WHAT YOU WILL DO »
Which lines of the listing below contain the word "white"? Return them.

MATERIAL SUPPLIED »
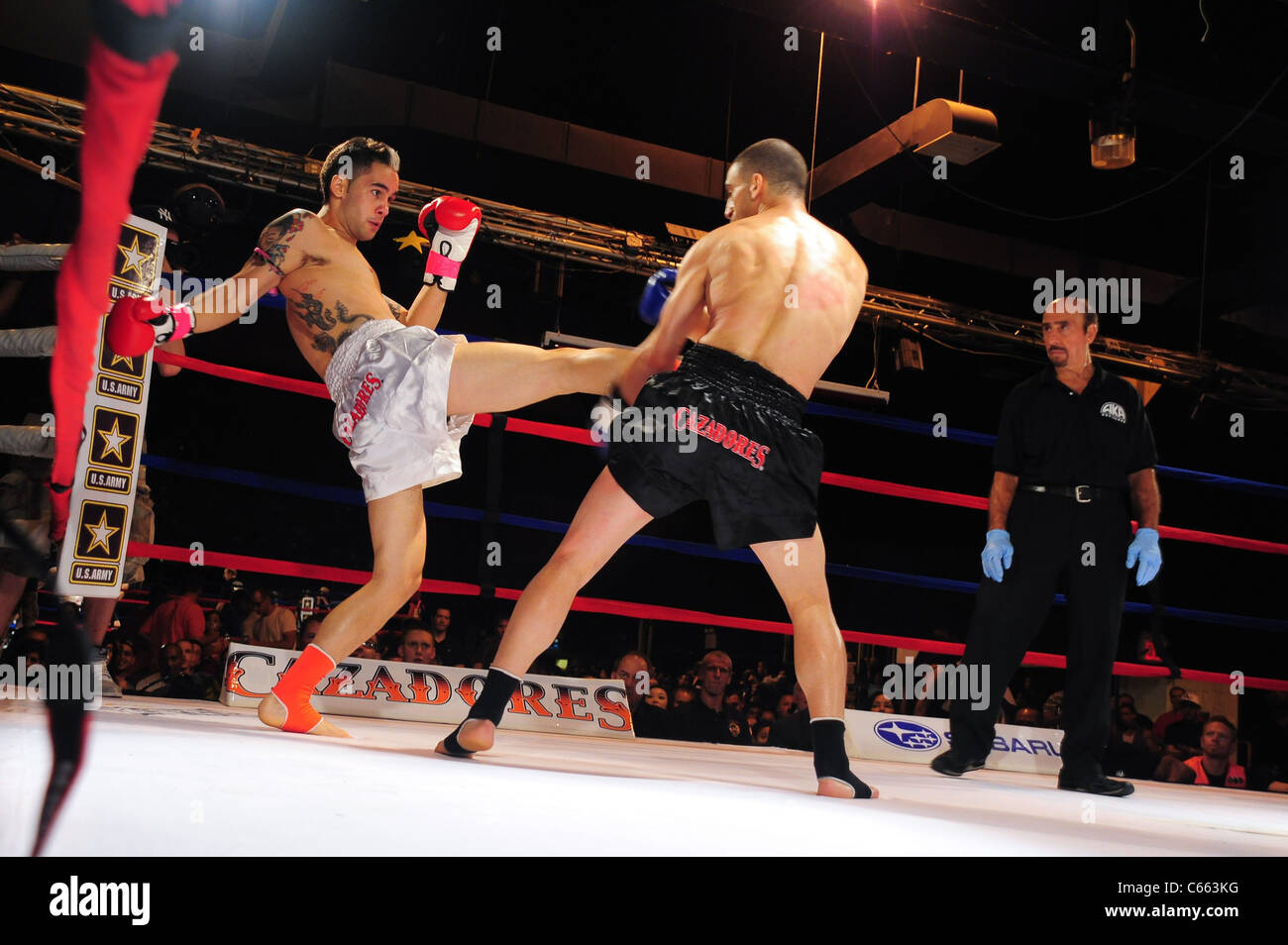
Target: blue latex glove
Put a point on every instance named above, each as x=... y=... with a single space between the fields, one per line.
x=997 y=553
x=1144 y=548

---

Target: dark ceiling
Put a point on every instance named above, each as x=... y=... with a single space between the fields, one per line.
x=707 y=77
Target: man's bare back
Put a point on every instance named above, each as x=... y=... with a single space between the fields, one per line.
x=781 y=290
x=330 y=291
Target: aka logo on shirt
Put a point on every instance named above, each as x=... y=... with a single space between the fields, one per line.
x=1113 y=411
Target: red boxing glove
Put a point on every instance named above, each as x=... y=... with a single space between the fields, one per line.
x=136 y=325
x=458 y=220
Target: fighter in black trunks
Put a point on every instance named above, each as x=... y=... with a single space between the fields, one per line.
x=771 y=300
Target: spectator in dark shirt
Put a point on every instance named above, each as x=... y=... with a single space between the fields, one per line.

--

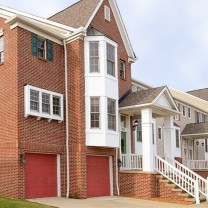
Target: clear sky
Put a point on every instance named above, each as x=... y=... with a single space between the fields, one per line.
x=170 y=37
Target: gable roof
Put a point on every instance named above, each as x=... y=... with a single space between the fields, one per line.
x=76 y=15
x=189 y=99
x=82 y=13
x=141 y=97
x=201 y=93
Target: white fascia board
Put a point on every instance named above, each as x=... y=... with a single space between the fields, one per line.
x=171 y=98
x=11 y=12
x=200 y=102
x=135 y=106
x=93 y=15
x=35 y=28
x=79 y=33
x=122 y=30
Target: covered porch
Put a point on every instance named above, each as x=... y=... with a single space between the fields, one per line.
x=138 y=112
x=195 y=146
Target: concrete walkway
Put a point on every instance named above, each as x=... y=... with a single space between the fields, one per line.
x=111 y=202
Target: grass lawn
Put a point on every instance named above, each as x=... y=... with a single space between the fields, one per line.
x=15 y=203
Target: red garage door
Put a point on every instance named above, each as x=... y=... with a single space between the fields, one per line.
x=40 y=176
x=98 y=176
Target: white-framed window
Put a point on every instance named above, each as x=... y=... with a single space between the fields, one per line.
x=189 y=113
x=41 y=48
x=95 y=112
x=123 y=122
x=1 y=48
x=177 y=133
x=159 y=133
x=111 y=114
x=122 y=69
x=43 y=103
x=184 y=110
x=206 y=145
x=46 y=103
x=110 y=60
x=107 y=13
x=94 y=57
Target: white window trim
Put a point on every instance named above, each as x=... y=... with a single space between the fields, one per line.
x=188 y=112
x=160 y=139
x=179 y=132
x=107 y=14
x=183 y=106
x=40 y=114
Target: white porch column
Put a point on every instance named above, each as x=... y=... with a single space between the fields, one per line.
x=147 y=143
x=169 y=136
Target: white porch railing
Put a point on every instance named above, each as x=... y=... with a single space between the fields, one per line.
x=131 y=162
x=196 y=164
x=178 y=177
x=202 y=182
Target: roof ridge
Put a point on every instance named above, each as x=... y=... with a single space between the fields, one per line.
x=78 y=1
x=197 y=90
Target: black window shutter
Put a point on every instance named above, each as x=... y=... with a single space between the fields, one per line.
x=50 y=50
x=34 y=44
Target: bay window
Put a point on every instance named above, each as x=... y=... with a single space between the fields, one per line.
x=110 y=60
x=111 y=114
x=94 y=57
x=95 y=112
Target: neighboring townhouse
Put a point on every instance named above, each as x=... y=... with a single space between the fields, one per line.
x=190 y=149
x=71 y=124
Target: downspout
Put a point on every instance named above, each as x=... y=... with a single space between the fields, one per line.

ANSWER AREA »
Target: white fascia board
Target: white-framed window
Target: white window trim
Target: white porch column
Target: white porch railing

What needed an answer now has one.